Problem: Repeat each line of the material exactly.

Record extracts:
— BEGIN —

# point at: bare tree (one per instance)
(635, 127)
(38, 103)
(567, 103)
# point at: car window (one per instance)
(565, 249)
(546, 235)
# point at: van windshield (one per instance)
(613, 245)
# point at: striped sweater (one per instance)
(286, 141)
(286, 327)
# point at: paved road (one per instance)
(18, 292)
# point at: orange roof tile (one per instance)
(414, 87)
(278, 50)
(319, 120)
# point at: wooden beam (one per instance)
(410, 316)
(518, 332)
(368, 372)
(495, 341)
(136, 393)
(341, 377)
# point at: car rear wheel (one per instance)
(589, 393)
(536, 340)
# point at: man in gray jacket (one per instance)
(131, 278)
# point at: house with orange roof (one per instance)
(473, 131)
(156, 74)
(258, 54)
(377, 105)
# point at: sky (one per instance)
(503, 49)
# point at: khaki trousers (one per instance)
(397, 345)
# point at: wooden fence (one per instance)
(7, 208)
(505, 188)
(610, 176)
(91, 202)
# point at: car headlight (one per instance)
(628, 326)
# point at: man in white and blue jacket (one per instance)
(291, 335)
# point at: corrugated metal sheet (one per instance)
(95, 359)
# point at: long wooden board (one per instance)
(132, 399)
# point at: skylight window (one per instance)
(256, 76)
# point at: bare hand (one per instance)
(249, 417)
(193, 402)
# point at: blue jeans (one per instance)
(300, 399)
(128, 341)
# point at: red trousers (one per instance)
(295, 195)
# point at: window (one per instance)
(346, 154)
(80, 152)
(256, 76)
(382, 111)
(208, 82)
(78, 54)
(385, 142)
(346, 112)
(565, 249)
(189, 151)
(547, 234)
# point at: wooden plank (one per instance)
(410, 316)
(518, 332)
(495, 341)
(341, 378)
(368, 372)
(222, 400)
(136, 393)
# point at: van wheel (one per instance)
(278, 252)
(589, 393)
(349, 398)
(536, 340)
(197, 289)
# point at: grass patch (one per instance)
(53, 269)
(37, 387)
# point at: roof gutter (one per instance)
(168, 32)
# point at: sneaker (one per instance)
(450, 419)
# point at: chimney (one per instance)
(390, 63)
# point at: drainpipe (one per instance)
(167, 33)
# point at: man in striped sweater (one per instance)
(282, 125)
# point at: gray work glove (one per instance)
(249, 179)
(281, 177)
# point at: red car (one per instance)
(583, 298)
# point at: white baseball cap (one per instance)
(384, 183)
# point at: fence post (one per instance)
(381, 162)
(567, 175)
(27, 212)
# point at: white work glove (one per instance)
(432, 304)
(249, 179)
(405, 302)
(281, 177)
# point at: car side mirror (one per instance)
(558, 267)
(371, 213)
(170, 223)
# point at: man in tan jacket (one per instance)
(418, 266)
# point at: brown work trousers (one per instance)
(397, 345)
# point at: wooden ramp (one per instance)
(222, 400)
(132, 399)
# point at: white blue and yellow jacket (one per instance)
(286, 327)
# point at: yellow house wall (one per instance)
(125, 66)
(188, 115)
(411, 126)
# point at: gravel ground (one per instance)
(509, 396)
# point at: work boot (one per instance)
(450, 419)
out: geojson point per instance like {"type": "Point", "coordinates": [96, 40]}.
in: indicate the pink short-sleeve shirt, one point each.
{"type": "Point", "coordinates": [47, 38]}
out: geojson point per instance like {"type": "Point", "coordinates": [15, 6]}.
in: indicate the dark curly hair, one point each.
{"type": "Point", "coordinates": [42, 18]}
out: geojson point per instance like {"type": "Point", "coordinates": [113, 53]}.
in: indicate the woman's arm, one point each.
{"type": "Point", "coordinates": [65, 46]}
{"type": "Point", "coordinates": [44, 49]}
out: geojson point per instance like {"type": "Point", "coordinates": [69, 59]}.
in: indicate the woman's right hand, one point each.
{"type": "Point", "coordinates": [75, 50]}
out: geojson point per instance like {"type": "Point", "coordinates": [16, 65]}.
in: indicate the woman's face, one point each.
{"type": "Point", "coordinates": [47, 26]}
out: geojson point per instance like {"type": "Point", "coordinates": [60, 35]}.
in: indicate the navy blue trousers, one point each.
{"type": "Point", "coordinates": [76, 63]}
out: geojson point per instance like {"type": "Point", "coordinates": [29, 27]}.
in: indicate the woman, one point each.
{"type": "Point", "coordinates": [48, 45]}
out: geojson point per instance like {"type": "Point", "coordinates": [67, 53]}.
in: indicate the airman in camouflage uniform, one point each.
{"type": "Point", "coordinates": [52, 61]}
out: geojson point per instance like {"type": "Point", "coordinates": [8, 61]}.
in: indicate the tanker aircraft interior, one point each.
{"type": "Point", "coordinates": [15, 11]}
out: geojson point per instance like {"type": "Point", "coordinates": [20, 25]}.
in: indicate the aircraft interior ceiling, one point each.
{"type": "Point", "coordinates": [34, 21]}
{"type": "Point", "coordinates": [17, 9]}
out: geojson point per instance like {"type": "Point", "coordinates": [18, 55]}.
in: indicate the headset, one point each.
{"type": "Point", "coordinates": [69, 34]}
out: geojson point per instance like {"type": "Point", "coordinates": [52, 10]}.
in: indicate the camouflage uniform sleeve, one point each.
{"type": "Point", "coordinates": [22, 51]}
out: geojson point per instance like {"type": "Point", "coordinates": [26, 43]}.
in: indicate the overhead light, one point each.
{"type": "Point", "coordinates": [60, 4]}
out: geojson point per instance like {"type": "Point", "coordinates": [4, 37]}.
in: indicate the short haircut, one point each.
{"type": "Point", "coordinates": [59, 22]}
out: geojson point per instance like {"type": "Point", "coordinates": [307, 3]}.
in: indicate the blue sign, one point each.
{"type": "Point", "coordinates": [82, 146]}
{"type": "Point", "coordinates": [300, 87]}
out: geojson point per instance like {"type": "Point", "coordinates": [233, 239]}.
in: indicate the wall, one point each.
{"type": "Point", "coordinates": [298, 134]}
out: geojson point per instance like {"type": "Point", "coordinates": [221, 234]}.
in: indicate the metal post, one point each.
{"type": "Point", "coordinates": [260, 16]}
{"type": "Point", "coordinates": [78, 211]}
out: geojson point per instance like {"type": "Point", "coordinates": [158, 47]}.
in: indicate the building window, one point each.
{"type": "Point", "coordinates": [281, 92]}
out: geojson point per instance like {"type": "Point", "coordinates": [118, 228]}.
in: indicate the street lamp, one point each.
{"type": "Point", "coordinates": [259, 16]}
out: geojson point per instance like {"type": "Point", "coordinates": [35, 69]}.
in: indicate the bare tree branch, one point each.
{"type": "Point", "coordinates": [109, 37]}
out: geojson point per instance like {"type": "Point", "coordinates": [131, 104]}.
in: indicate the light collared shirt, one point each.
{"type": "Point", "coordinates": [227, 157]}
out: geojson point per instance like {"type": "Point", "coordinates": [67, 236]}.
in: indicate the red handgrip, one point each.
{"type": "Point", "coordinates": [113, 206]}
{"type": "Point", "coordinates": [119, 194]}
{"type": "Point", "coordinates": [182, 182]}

— END —

Worked answer:
# point at: bare tree (one per instance)
(635, 127)
(38, 103)
(567, 103)
# point at: car window (one per instance)
(565, 249)
(546, 235)
# point at: van windshield (one per instance)
(613, 245)
# point at: striped sweater (one per instance)
(286, 141)
(286, 327)
# point at: paved road (one per instance)
(18, 292)
# point at: orange roof tile (one per instance)
(414, 87)
(278, 50)
(319, 120)
# point at: wooden beam (one per instance)
(410, 316)
(518, 332)
(368, 372)
(495, 341)
(136, 393)
(341, 377)
# point at: car rear wheel (one per instance)
(589, 393)
(536, 340)
# point at: man in gray jacket (one per instance)
(131, 278)
# point at: house with orange roof (one per instance)
(473, 131)
(156, 74)
(258, 54)
(377, 105)
# point at: sky (one per instance)
(503, 49)
# point at: khaki trousers (one per instance)
(397, 345)
# point at: wooden fence (one per instance)
(7, 208)
(505, 188)
(610, 176)
(91, 202)
# point at: car headlight (one per instance)
(628, 326)
# point at: man in white and blue jacket (one per instance)
(291, 335)
# point at: corrugated metal sheet (one per instance)
(95, 359)
# point at: long wooden board (one per instance)
(132, 399)
# point at: skylight window (one per instance)
(256, 76)
# point at: bare hand (one per instance)
(249, 417)
(193, 402)
# point at: blue jeans (one per instance)
(300, 399)
(128, 341)
# point at: red trousers (one per instance)
(295, 195)
# point at: window (one per instance)
(346, 154)
(80, 152)
(256, 76)
(382, 111)
(208, 82)
(78, 54)
(385, 142)
(346, 112)
(565, 249)
(189, 151)
(547, 234)
# point at: wooden plank (one per instance)
(410, 316)
(518, 332)
(495, 341)
(341, 378)
(368, 372)
(222, 400)
(136, 393)
# point at: van wheel (one per instance)
(278, 252)
(589, 393)
(349, 398)
(536, 340)
(197, 289)
# point at: grass patch (one per instance)
(53, 269)
(37, 387)
# point at: roof gutter (one per instance)
(168, 32)
# point at: sneaker (one per instance)
(450, 419)
# point at: chimney (one per instance)
(390, 63)
# point at: drainpipe (one per instance)
(167, 33)
# point at: man in striped sweater (one per instance)
(282, 125)
# point at: gray work glove (one per instance)
(249, 179)
(281, 177)
# point at: red car (one per instance)
(583, 298)
# point at: white baseball cap (one per instance)
(384, 183)
# point at: fence post (one per instance)
(381, 162)
(567, 175)
(27, 212)
# point at: white work glove (one per instance)
(432, 304)
(249, 179)
(405, 302)
(281, 177)
# point at: car side mirror (one per instance)
(558, 267)
(371, 213)
(170, 223)
# point at: man in tan jacket (one per instance)
(418, 266)
# point at: brown work trousers (one per instance)
(397, 345)
# point at: wooden ramp (one per instance)
(222, 400)
(132, 399)
# point at: white blue and yellow jacket (one per instance)
(286, 327)
# point at: yellow house wall (one per instance)
(125, 66)
(188, 115)
(411, 126)
# point at: gravel ground (one per instance)
(509, 396)
# point at: work boot (one per instance)
(450, 419)
out: geojson point per instance like {"type": "Point", "coordinates": [96, 40]}.
in: indicate the pink short-sleeve shirt, one point each.
{"type": "Point", "coordinates": [47, 38]}
out: geojson point per instance like {"type": "Point", "coordinates": [15, 6]}.
in: indicate the dark curly hair, one point each.
{"type": "Point", "coordinates": [42, 18]}
out: geojson point per instance like {"type": "Point", "coordinates": [113, 53]}.
in: indicate the woman's arm, one point each.
{"type": "Point", "coordinates": [65, 46]}
{"type": "Point", "coordinates": [44, 49]}
out: geojson point per instance like {"type": "Point", "coordinates": [69, 59]}.
in: indicate the woman's right hand, one point each.
{"type": "Point", "coordinates": [75, 50]}
out: geojson point per instance like {"type": "Point", "coordinates": [16, 65]}.
in: indicate the woman's face, one point each.
{"type": "Point", "coordinates": [47, 26]}
out: geojson point per instance like {"type": "Point", "coordinates": [60, 35]}.
in: indicate the navy blue trousers, one point each.
{"type": "Point", "coordinates": [76, 63]}
out: geojson point per instance like {"type": "Point", "coordinates": [29, 27]}.
in: indicate the woman, one point each.
{"type": "Point", "coordinates": [48, 45]}
out: geojson point per instance like {"type": "Point", "coordinates": [67, 53]}.
in: indicate the airman in camouflage uniform, one point each.
{"type": "Point", "coordinates": [52, 61]}
out: geojson point per instance like {"type": "Point", "coordinates": [8, 61]}.
in: indicate the tanker aircraft interior, one point each.
{"type": "Point", "coordinates": [15, 11]}
out: geojson point per instance like {"type": "Point", "coordinates": [20, 25]}.
in: indicate the aircraft interior ceiling, one point each.
{"type": "Point", "coordinates": [34, 21]}
{"type": "Point", "coordinates": [17, 9]}
out: geojson point per instance like {"type": "Point", "coordinates": [18, 55]}.
in: indicate the headset, one point each.
{"type": "Point", "coordinates": [69, 34]}
out: geojson point per instance like {"type": "Point", "coordinates": [52, 10]}.
in: indicate the camouflage uniform sleeve, one point each.
{"type": "Point", "coordinates": [22, 51]}
out: geojson point per instance like {"type": "Point", "coordinates": [26, 43]}.
in: indicate the overhead light, one point each.
{"type": "Point", "coordinates": [60, 4]}
out: geojson point per instance like {"type": "Point", "coordinates": [4, 37]}.
in: indicate the short haircut, one point each.
{"type": "Point", "coordinates": [59, 22]}
out: geojson point per instance like {"type": "Point", "coordinates": [307, 3]}.
in: indicate the blue sign, one point each.
{"type": "Point", "coordinates": [82, 146]}
{"type": "Point", "coordinates": [300, 87]}
out: geojson point per instance like {"type": "Point", "coordinates": [233, 239]}.
in: indicate the wall, one point each.
{"type": "Point", "coordinates": [298, 134]}
out: geojson point per instance like {"type": "Point", "coordinates": [221, 234]}.
in: indicate the metal post, one point each.
{"type": "Point", "coordinates": [260, 16]}
{"type": "Point", "coordinates": [78, 211]}
out: geojson point per instance like {"type": "Point", "coordinates": [158, 47]}.
in: indicate the building window, one point each.
{"type": "Point", "coordinates": [281, 92]}
out: geojson point per instance like {"type": "Point", "coordinates": [118, 228]}.
in: indicate the street lamp, one point each.
{"type": "Point", "coordinates": [259, 16]}
out: geojson point per instance like {"type": "Point", "coordinates": [35, 69]}.
in: indicate the bare tree branch, one point each.
{"type": "Point", "coordinates": [109, 37]}
out: geojson point per instance like {"type": "Point", "coordinates": [131, 104]}.
in: indicate the light collared shirt, one point each.
{"type": "Point", "coordinates": [227, 157]}
out: geojson point per instance like {"type": "Point", "coordinates": [67, 236]}.
in: indicate the red handgrip, one point each.
{"type": "Point", "coordinates": [113, 206]}
{"type": "Point", "coordinates": [119, 194]}
{"type": "Point", "coordinates": [182, 182]}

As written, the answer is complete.